Validation, the Key to Translatable Flow Cytometry
Monday, October 29 at 12pm Eastern (U.S. & Canada)
Senior Scientific Manager, Flow Cytometry Biomarkers
San Francisco, CA
About the Presenter
Cherie has been a long standing member of the cytometry community for over 20 years working in hematopathology and biotech laboratories. She is passionate about development of robust biomarker assays to support all phases of drug development. Currently, she oversees the Flow Cytometry Biomarker group in the Development Sciences department at Genentech, a member of Roche Group in San Francisco, CA. Her group is responsible for the development and validation of clinical biomarker assays in the areas of infectious, autoimmune, and oncology diseases. She has served as the co-chair of Flow Cytometry Action Committee of the American Association of Pharmaceutical Scientists (AAPS) and has co-authored many consensus/recommendation papers on topics specific to drug development such as instrument and assay validation, sample stability, and receptor occupancy.
The foundation of good data starts with the instrument. While substantial effort is often invested in development and validation of analytical methods or analysis, instrument validation is often neglected. It is essential to apply the same analytical and scientific rigor to the platform generating the data. From initial optimization and characterization of performance to establishing QC systems to ensure longitudinal data comparability, instrument validation strategies are critical components of generating robust and reliable data. This is true for all laboratory environments but particularly relevant for regulated labs providing decision-enabling biomarkers. Generating quality data plays a critical role in bringing new therapeutic options to the medical community; drugs which eventually manifest as successful new treatments for those individuals afflicted with disease.

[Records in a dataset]
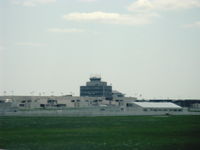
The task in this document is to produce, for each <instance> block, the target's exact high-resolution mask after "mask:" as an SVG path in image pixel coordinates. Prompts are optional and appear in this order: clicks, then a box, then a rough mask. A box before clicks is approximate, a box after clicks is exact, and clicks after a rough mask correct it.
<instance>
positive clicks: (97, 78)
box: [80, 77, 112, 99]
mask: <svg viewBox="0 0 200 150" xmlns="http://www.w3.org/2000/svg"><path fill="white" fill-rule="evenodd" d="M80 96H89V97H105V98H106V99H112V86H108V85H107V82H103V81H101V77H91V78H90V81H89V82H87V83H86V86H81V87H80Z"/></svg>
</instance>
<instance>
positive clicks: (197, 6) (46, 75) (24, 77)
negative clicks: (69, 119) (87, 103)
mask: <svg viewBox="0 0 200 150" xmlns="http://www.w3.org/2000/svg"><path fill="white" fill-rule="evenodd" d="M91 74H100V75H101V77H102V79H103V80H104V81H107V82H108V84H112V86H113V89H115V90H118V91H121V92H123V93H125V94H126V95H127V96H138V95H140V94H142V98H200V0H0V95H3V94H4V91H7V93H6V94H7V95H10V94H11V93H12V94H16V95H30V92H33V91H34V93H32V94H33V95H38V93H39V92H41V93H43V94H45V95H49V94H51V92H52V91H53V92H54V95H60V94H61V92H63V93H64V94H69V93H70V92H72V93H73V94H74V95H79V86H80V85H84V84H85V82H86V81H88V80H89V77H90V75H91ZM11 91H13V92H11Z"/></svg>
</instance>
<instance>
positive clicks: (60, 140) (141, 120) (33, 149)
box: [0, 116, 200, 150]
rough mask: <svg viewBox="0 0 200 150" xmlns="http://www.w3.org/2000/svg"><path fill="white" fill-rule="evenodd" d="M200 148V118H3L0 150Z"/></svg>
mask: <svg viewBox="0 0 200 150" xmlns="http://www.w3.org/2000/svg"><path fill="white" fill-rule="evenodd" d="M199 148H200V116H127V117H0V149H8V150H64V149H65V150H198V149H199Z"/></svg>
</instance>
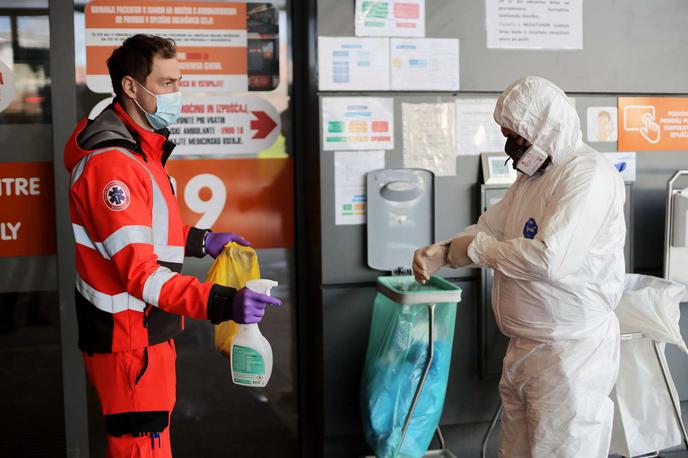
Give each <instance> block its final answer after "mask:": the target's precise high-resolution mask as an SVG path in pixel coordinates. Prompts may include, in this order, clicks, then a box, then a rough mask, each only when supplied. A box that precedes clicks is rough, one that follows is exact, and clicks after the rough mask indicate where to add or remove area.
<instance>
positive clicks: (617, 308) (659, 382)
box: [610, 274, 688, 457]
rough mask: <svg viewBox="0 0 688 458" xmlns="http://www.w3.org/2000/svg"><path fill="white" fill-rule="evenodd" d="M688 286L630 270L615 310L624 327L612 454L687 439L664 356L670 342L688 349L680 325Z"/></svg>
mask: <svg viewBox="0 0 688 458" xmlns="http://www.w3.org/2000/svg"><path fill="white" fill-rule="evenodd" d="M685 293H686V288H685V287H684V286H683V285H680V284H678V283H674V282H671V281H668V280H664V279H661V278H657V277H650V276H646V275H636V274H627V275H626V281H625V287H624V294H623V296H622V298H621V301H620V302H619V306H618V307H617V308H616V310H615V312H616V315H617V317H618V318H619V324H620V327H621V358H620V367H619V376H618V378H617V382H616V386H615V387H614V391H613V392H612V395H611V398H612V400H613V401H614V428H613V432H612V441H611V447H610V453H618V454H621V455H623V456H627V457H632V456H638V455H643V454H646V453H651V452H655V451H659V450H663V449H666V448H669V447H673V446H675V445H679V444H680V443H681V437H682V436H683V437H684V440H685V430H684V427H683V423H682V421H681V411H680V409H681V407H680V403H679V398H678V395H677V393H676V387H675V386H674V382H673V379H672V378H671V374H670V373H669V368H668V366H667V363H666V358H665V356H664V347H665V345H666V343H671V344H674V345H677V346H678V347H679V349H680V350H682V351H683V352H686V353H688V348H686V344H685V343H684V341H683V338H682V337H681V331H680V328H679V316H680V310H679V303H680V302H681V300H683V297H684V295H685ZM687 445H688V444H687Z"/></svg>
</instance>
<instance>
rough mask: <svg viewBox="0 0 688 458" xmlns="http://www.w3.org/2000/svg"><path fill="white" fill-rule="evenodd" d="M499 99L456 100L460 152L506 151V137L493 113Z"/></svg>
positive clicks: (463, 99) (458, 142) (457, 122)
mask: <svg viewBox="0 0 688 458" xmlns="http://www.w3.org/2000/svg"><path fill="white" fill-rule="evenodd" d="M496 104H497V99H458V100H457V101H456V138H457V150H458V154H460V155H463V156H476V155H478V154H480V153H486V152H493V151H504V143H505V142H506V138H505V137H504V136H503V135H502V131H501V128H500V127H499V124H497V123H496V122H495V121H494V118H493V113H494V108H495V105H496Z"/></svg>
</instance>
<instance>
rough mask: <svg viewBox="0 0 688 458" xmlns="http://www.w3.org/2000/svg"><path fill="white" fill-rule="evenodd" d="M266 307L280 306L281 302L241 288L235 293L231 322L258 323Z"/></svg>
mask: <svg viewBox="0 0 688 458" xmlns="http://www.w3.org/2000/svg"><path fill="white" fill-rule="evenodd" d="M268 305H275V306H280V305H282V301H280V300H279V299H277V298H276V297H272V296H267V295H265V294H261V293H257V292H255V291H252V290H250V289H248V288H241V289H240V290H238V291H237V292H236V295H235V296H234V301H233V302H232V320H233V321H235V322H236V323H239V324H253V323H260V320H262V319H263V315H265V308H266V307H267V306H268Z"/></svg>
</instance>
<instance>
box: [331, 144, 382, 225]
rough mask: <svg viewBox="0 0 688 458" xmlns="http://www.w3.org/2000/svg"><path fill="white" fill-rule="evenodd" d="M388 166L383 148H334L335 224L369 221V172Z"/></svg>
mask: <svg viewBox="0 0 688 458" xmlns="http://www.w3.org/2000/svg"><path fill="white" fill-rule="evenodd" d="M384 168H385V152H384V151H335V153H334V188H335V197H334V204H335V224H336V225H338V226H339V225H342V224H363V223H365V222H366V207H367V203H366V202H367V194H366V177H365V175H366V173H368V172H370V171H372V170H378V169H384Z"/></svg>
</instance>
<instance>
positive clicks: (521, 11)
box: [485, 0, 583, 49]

---

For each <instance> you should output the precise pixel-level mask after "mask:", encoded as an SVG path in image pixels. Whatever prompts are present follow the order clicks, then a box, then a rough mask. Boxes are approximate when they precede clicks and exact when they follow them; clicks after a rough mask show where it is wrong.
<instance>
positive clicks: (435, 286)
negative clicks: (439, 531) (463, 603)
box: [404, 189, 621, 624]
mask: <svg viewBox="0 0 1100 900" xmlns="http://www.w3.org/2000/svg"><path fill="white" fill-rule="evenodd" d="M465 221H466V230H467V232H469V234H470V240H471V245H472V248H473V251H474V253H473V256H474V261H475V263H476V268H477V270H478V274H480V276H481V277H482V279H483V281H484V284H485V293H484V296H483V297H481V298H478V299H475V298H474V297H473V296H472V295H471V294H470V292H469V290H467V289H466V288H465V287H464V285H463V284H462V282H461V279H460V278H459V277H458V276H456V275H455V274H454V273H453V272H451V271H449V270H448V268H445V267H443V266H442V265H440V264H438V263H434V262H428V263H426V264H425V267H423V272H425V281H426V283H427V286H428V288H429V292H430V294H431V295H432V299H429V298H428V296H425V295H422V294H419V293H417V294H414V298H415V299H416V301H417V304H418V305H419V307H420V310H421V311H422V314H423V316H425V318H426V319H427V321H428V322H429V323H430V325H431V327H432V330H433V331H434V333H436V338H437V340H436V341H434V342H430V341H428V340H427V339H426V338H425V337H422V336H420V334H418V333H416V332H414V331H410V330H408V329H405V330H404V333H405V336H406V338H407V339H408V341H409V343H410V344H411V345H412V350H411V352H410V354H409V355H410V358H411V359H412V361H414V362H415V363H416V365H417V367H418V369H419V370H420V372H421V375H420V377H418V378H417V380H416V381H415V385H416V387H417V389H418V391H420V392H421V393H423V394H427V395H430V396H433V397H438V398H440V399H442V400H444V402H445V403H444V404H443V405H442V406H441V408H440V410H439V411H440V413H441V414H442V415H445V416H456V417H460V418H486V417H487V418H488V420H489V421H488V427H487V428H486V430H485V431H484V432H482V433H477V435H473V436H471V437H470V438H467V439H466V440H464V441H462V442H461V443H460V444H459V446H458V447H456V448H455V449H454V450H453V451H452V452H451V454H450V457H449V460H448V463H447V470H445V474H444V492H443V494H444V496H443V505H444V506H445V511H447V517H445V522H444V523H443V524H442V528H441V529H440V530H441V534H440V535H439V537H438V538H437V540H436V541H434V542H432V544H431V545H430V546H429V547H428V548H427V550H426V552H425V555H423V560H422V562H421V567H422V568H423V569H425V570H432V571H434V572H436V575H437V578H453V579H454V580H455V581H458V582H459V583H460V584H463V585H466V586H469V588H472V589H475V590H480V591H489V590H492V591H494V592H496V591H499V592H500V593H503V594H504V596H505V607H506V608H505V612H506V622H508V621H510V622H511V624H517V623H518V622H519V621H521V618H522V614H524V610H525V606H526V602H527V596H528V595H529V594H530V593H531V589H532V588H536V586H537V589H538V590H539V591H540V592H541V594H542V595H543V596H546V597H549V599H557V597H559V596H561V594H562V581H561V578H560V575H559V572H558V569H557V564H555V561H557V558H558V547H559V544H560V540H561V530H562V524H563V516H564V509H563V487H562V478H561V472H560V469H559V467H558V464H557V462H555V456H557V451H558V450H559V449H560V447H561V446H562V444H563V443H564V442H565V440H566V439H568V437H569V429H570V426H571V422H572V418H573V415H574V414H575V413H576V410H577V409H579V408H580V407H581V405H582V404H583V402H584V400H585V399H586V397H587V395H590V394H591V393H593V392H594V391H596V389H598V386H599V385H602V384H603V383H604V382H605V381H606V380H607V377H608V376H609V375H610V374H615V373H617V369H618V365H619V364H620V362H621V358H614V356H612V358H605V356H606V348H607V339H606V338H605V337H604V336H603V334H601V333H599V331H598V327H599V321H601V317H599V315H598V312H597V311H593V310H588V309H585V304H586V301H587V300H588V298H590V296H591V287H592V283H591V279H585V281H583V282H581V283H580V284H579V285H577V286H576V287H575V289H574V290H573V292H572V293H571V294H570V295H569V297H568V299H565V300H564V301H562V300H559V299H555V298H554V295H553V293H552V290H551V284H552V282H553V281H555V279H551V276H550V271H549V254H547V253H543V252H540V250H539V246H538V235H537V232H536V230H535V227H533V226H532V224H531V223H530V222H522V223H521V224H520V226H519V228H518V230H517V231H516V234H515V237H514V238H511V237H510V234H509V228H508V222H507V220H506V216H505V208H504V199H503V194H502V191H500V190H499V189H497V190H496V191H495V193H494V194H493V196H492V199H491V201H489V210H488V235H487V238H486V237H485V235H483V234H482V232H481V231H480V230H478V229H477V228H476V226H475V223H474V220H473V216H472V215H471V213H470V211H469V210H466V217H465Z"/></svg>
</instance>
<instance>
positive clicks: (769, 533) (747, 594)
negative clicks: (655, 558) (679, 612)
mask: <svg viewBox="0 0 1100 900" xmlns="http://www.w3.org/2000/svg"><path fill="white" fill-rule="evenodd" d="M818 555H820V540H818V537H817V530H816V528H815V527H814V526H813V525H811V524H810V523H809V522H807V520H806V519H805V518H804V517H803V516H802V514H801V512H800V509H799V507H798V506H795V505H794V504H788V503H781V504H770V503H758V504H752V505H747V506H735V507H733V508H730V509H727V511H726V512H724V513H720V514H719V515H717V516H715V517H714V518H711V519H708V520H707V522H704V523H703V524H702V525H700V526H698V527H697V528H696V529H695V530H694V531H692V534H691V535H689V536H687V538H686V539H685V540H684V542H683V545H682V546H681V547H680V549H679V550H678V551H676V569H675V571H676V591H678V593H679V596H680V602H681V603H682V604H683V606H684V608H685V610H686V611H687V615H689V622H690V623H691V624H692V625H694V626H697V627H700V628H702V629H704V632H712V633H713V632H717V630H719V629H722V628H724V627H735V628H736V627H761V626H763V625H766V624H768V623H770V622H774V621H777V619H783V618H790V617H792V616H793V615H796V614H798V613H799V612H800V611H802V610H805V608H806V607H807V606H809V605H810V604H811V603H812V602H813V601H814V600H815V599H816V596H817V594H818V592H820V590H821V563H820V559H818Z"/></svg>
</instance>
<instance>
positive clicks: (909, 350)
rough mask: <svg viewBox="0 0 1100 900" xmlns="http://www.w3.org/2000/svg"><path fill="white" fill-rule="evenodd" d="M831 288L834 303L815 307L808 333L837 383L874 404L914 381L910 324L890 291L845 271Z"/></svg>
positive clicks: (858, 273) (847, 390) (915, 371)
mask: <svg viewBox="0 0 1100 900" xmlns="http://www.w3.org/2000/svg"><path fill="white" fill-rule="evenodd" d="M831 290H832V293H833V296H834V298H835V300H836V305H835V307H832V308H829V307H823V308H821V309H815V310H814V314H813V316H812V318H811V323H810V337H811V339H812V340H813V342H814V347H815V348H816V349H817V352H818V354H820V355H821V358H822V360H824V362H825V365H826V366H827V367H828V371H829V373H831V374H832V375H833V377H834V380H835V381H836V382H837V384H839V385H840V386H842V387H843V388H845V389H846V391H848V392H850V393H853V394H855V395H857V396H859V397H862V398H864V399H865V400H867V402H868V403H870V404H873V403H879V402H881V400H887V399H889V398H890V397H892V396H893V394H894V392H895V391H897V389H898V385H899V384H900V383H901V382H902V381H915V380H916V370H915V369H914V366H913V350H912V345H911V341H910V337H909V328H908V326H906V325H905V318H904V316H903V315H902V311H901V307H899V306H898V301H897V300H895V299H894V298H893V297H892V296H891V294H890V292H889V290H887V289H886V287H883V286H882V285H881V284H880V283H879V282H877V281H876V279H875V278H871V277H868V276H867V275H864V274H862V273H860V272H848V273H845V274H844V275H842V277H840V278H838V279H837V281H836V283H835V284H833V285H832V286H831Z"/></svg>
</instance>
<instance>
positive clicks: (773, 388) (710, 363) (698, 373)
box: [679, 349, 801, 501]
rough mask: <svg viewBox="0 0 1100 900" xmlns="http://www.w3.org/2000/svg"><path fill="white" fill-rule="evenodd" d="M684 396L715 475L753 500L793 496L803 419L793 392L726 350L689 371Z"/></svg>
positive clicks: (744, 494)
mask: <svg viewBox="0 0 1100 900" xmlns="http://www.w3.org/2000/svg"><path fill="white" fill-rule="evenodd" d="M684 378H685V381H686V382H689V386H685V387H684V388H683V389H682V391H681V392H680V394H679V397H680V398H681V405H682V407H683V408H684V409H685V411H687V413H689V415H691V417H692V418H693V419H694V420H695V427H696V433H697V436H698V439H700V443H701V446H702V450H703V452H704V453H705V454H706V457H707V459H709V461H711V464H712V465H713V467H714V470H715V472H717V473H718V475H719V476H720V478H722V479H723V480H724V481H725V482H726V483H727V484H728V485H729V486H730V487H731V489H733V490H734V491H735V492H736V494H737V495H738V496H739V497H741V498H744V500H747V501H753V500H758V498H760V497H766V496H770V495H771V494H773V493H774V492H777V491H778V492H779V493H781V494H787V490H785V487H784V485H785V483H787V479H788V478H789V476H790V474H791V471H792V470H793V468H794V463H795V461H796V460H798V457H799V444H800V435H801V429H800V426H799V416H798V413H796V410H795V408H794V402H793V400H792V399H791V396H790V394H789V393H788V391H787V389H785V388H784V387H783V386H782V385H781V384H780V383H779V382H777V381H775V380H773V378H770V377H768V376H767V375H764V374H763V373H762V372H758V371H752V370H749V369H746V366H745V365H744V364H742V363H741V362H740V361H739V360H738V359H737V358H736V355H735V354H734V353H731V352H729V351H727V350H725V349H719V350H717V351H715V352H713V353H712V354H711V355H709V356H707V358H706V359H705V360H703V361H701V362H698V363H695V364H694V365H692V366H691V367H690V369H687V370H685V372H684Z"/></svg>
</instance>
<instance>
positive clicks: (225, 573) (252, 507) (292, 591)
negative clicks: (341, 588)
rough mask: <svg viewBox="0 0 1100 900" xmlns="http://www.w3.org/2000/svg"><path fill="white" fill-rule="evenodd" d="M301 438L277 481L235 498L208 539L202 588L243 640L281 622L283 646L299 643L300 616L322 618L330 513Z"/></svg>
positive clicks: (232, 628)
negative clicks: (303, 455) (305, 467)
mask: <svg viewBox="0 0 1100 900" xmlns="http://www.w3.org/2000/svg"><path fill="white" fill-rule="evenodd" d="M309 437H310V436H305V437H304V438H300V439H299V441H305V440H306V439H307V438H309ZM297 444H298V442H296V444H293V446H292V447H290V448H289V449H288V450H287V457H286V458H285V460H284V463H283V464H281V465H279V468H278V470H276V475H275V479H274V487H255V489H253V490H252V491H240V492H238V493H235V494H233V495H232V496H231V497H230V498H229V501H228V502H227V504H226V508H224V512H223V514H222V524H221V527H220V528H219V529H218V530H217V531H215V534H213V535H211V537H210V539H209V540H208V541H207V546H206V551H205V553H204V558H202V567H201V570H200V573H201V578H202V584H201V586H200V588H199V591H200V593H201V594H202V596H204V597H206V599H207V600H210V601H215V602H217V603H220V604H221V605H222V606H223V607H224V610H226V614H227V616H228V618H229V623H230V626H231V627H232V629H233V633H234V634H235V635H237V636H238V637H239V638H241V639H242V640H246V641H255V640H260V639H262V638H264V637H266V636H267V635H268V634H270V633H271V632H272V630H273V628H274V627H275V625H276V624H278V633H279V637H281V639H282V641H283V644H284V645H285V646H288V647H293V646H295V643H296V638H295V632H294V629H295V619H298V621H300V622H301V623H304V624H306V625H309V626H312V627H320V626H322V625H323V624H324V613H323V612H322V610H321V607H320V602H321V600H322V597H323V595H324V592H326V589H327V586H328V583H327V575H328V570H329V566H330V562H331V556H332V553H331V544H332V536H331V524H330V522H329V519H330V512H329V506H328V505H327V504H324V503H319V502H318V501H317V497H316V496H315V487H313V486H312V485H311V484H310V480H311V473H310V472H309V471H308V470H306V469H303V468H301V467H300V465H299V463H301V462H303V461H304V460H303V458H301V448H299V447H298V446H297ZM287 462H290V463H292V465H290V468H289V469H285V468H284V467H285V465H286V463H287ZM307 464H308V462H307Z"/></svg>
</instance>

Exercises to complete:
(a) List the disease areas in which, according to the webinar announcement, Cherie's group develops and validates clinical biomarker assays.
(b) Decide whether each statement agrees with the webinar announcement. Answer yes or no for each and quote the words that decide it.
(i) Cherie has been part of the cytometry community for more than two decades.
(ii) Instrument validation typically gets more attention than the validation of analytical methods.
(iii) Cherie's group sits within the Development Sciences department at Genentech.
(c) Carry the webinar announcement on past its final sentence.

Responses to the tasks:
(a) Infectious, autoimmune, oncology

(b)
(i) Yes: "a long standing member of the cytometry community for over 20 years"
(ii) No: "While substantial effort is often invested in development and validation of analytical methods or analysis, instrument validation is often neglected."
(iii) Yes: "she oversees the Flow Cytometry Biomarker group in the Development Sciences department at Genentech"

(c)
In this webinar, you will learn the basic principles of instrument validation. Validation of flow cytometers used in regulated environments provides assurance that the output generated on these instruments is reproducible and precise. The most relevant elements of instrument validation include testing to verify that an instrument: i) is installed properly and ii) performs as intended. This includes establishing controlled procedures for installation, maintenance, calibration, cross-instrument standardization, and longitudinal performance monitoring. This course will review basic concepts of instrument validation and provide examples of each step in the process that can be applied in your lab.
Who Should Attend
Anyone interested in getting robust and reliable flow cytometry data.